━━━━━ Dataset entries ━━━━━

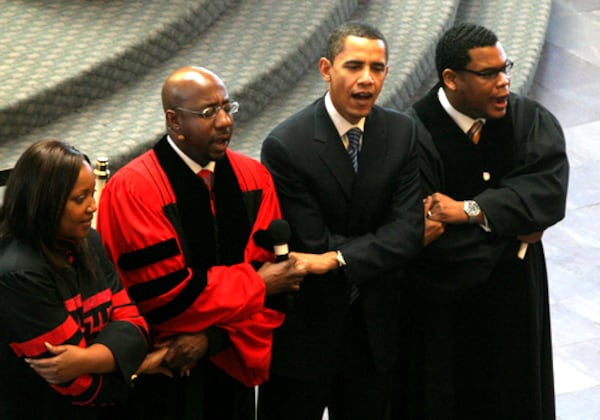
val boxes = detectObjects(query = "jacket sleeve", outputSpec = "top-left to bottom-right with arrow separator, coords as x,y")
88,230 -> 149,386
261,112 -> 423,287
0,266 -> 146,405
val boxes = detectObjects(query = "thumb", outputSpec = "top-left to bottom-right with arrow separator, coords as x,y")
423,195 -> 433,210
44,342 -> 66,355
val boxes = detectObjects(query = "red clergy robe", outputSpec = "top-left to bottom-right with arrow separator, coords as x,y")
97,140 -> 284,387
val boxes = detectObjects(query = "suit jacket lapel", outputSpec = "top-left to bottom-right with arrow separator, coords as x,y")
349,108 -> 388,223
314,101 -> 356,199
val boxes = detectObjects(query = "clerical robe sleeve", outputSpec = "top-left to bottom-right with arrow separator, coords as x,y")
97,169 -> 268,340
97,155 -> 285,386
0,258 -> 148,405
475,97 -> 569,236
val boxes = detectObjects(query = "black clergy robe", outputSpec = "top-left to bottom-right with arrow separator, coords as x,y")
403,88 -> 568,420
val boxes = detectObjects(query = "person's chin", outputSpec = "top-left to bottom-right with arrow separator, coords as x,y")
80,225 -> 92,238
487,108 -> 508,120
346,108 -> 372,124
354,100 -> 375,114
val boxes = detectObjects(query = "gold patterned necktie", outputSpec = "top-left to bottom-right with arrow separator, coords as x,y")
467,120 -> 484,145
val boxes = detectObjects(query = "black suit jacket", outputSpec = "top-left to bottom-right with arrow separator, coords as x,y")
261,97 -> 423,379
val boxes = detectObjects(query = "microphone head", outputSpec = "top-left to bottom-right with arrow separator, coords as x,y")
253,219 -> 291,250
268,219 -> 291,245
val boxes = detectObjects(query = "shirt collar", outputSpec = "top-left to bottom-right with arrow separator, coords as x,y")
324,92 -> 366,137
167,135 -> 216,173
437,87 -> 485,134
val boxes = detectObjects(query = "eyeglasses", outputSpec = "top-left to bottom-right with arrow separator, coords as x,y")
455,59 -> 514,80
175,101 -> 239,119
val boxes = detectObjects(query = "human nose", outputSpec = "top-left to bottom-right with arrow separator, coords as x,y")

━━━━━

Goal of the exercise:
Pictures are to be excluded; the records themselves are to be reproduced exactly.

Answer space:
val boxes = detectObjects(query = "jacket sleeve", outputSpec = "top-left to bottom-right with arrow separator, coords as x,y")
88,230 -> 149,386
261,112 -> 423,287
0,266 -> 146,405
val boxes = detectObjects(query = "thumb", outputSpec = "top-left to bottom-right with arrow separator, coords as x,y")
423,195 -> 433,210
44,342 -> 66,355
val boxes = detectObjects(query = "red clergy robe", outputSpec = "top-left to bottom-right with arrow separator, coords as x,y")
97,140 -> 284,387
val boxes = detectObjects(query = "suit jacket lapel", outputSpec = "top-left to bottom-right with arrow separator, coords as x,y")
349,108 -> 388,223
314,101 -> 356,199
val boxes = detectObjects(query = "clerical robe sleeve", outputSpec = "top-left to bottom-right with arrow separator, coords as x,y")
97,169 -> 268,340
97,155 -> 285,386
0,258 -> 148,405
475,97 -> 569,236
val boxes = detectObjects(query = "black clergy robe", outputSpec = "top-left to bottom-right with arrow separator, coords as x,y")
403,88 -> 568,420
val boxes = detectObjects(query = "person's chin", outputSpec = "top-left to bottom-right with arrow separator, coords as x,y")
80,225 -> 92,238
487,108 -> 508,120
346,108 -> 372,124
354,100 -> 375,114
val boxes = detectObjects(query = "gold patterned necktie", outputSpec = "top-left to bottom-right with arrow separator, coords as x,y")
467,120 -> 484,145
val boxes = detectObjects(query = "black suit jacket", outputSpec = "top-left to bottom-right with arrow separator, coords as x,y")
261,97 -> 423,379
val boxes = detectObjects(query = "microphone head", outputSpec = "top-left to bottom-right with arrow separator, coords as x,y")
253,219 -> 291,250
268,219 -> 291,245
val boxes = detectObjects(query = "shirt collar", outputSpec = "top-left to bottom-right with arrow separator, coords as x,y")
324,92 -> 366,137
167,135 -> 216,173
437,87 -> 485,134
val boxes = detectObjects(query = "eyeglasses", outputSpec = "top-left to bottom-right with arrow separator, coords as x,y")
455,59 -> 514,80
175,101 -> 239,119
val boxes = detectObjects(query = "human nose", outputSpec = "top-left to bottom-right with arrow separator, coords as x,y")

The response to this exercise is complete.